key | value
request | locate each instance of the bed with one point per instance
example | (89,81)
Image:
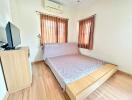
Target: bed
(77,74)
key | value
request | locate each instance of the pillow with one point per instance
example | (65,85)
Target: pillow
(60,49)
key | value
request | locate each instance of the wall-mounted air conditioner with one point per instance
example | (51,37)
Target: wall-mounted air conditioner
(53,6)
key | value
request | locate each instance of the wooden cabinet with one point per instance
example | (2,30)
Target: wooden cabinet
(16,69)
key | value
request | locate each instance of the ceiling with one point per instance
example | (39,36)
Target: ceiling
(75,3)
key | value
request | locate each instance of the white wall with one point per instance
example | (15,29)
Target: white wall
(113,31)
(25,17)
(4,18)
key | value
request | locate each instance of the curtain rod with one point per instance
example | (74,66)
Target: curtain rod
(50,15)
(87,17)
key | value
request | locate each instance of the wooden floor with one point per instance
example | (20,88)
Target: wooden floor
(46,87)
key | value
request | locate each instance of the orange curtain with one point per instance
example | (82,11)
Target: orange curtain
(53,29)
(86,33)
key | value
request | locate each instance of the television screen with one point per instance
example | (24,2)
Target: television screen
(13,35)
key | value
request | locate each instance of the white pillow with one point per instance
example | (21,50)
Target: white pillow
(60,49)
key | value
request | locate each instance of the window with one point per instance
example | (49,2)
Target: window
(53,29)
(86,32)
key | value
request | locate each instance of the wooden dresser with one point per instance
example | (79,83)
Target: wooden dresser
(16,69)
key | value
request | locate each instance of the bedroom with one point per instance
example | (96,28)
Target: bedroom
(112,39)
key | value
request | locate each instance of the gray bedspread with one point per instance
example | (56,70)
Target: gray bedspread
(70,68)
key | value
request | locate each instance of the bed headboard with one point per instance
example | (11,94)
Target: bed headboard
(56,49)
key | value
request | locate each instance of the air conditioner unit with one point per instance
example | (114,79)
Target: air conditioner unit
(53,6)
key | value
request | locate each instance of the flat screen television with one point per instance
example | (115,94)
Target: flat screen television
(13,36)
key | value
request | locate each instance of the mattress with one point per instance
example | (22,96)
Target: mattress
(70,68)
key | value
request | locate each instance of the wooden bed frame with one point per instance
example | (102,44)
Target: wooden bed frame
(80,89)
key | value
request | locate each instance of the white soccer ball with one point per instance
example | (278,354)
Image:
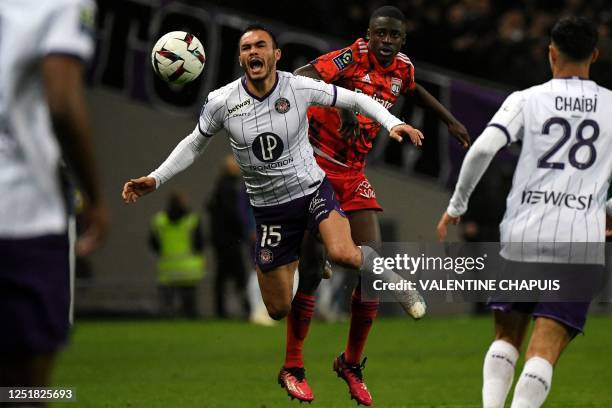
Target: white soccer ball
(178,57)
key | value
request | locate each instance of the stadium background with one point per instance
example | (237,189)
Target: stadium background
(468,53)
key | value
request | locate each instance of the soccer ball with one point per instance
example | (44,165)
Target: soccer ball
(178,57)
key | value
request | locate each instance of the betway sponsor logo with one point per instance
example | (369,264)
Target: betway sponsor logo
(269,166)
(239,106)
(382,101)
(557,199)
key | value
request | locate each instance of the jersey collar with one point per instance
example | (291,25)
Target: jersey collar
(243,81)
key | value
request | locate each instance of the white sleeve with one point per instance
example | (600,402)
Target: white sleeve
(321,93)
(509,117)
(69,30)
(183,155)
(474,165)
(367,106)
(209,122)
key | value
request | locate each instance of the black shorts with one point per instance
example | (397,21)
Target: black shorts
(280,228)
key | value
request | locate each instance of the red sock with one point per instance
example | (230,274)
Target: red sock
(363,314)
(298,322)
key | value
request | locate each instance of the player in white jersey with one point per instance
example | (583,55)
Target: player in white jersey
(264,115)
(43,116)
(558,196)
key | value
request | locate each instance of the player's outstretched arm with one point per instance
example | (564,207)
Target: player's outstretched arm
(136,188)
(399,131)
(357,102)
(349,124)
(474,165)
(183,155)
(455,128)
(308,71)
(609,218)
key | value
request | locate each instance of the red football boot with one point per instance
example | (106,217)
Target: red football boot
(294,381)
(351,373)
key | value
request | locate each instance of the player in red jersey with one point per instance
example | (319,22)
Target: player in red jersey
(341,142)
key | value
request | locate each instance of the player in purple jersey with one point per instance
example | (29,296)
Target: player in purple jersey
(43,119)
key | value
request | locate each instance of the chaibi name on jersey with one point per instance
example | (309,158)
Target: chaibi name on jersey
(576,104)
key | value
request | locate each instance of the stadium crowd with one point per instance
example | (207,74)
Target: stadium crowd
(504,41)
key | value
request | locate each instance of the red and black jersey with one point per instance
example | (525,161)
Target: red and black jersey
(356,69)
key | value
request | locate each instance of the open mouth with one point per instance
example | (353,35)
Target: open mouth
(256,64)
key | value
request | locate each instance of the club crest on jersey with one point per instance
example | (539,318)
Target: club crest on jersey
(396,86)
(268,147)
(282,105)
(266,256)
(343,59)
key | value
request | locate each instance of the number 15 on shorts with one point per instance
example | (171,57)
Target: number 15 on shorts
(271,235)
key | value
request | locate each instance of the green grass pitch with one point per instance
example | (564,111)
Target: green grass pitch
(436,362)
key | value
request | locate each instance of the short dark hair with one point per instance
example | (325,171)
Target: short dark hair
(575,37)
(388,11)
(260,27)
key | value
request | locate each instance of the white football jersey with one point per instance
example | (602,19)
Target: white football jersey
(269,135)
(32,202)
(564,169)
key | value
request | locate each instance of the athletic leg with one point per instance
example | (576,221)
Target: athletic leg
(276,287)
(500,360)
(311,264)
(548,340)
(364,229)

◆ ◆ ◆ ◆ ◆ ◆ ◆

Skip the images and set down the rest of the data unchanged.

key | value
request | locate each instance of the bed with one point per instance
example | (89,81)
Image:
Target: bed
(77,74)
key | value
request | locate each instance of the pillow with one point per instance
example | (65,85)
Target: pillow
(60,49)
key | value
request | locate each instance of the wall-mounted air conditioner with one point per instance
example | (51,37)
Target: wall-mounted air conditioner
(53,6)
key | value
request | locate each instance of the wooden cabinet with one point per instance
example | (2,30)
Target: wooden cabinet
(16,69)
key | value
request | locate each instance of the ceiling with one point per instance
example | (39,36)
Target: ceiling
(75,3)
key | value
request | locate each instance of the white wall with one point per instance
example | (15,29)
Target: white wall
(113,31)
(25,17)
(4,18)
key | value
request | locate each instance of the curtain rod with one point per instance
example | (74,66)
Target: curtain rod
(50,15)
(87,17)
key | value
request | locate each instance of the wooden floor with one point per instance
example | (20,88)
Target: wooden floor
(46,87)
key | value
request | locate each instance of the orange curtain with one point per instance
example | (82,11)
Target: orange curtain
(53,29)
(86,33)
key | value
request | locate each instance of the television screen with one point per instance
example | (24,2)
Target: television screen
(13,35)
key | value
request | locate each instance of the white pillow with one point per instance
example | (21,50)
Target: white pillow
(60,49)
key | value
request | locate each instance of the window with one point per instance
example | (49,2)
Target: window
(53,29)
(86,32)
key | value
request | locate each instance of the wooden dresser with one point per instance
example | (79,83)
Target: wooden dresser
(16,69)
key | value
request | locate each instance of the bedroom with one point per instance
example | (96,28)
Target: bedroom
(112,39)
key | value
request | locate each instance of the gray bedspread with one point per instance
example | (56,70)
Target: gray bedspread
(70,68)
key | value
request | locate each instance of the bed headboard with one point per instance
example | (11,94)
Target: bed headboard
(56,49)
key | value
request | locate each instance of the air conditioner unit with one point per instance
example | (114,79)
Target: air conditioner unit
(53,6)
key | value
request | locate each instance of the flat screen television with one point per instance
example | (115,94)
Target: flat screen television
(13,36)
key | value
request | locate each instance of the mattress with one point per instance
example | (22,96)
Target: mattress
(70,68)
key | value
request | locate each instance of the wooden bed frame with one point per instance
example | (102,44)
Target: wooden bed frame
(80,89)
key | value
request | locate each instance of the white soccer ball with one point per instance
example | (278,354)
Image:
Target: white soccer ball
(178,57)
key | value
request | locate each instance of the stadium background with one point per instance
example | (237,189)
Target: stadium background
(468,53)
key | value
request | locate each instance of the soccer ball with one point per instance
example | (44,165)
Target: soccer ball
(178,57)
key | value
request | locate each instance of the betway sponsor logo with one point per instance
example | (369,264)
Target: betway sponsor logo
(269,166)
(239,106)
(382,101)
(557,199)
key | value
request | locate each instance of the jersey collar with one point per instance
example | (291,25)
Target: jersey collar
(243,81)
key | value
request | locate each instance of the white sleeve with one point per instance
example | (600,402)
Target: white sleeve
(321,93)
(509,117)
(69,30)
(183,155)
(474,165)
(367,106)
(209,122)
key | value
request | locate each instance of the black shorts with one point per instance
example | (397,21)
Target: black shorts
(280,228)
key | value
request | locate each instance of the red sock with one point per instance
example | (230,274)
Target: red sock
(363,314)
(298,322)
key | value
request | locate each instance of the player in white jersey with one point per instance
example | (583,55)
Target: player in white jersey
(264,115)
(43,116)
(558,196)
key | value
request | locate each instance of the player's outstretched arm with one point per instance
example | (564,207)
Target: player's outstretched arm
(136,188)
(399,131)
(357,102)
(349,124)
(474,165)
(183,155)
(455,128)
(308,71)
(609,218)
key | value
request | locate each instance of the red football boot with one point per instance
example | (106,217)
Target: red football boot
(294,381)
(351,373)
key | value
request | locate each instance of the player in red jersey with one point per instance
example | (319,22)
Target: player in red jersey
(341,142)
key | value
request | locate each instance of the player in purple jersey with one point per instance
example | (29,296)
Target: player in purple jersey
(43,119)
key | value
request | locate each instance of the chaibi name on jersey with one point per instance
example | (309,158)
Target: chaibi name on jersey
(576,104)
key | value
request | locate each instance of the stadium crowd with one point per instance
example | (207,74)
Target: stadium crowd
(504,41)
key | value
request | locate each instance of the red and black jersey with one point per instance
example | (525,161)
Target: red and black jersey
(356,69)
key | value
request | locate each instance of the open mouth with one point per instance
example | (353,35)
Target: open mouth
(256,64)
key | value
request | locate each instance of the club crest on jersey with one point per instance
example | (539,318)
Target: club crest on jersey
(396,86)
(268,147)
(282,105)
(266,256)
(343,59)
key | value
request | locate each instance of the number 15 on shorts with one point per instance
example | (171,57)
Target: number 15 on shorts
(271,235)
key | value
request | locate each instance of the green grass pitch with one point per instance
example | (564,111)
Target: green grass pitch
(436,362)
key | value
request | locate each instance of the short dark hair with one point per instance
example | (325,171)
Target: short dark hair
(575,37)
(388,11)
(260,27)
key | value
request | locate each instance of the white football jersey with one point per instance
example | (602,19)
Target: white football jersey
(269,135)
(32,202)
(564,169)
key | value
request | locate each instance of the athletic leg with one point per instance
example | (576,221)
Target: athletic leg
(276,287)
(500,360)
(311,264)
(548,340)
(364,229)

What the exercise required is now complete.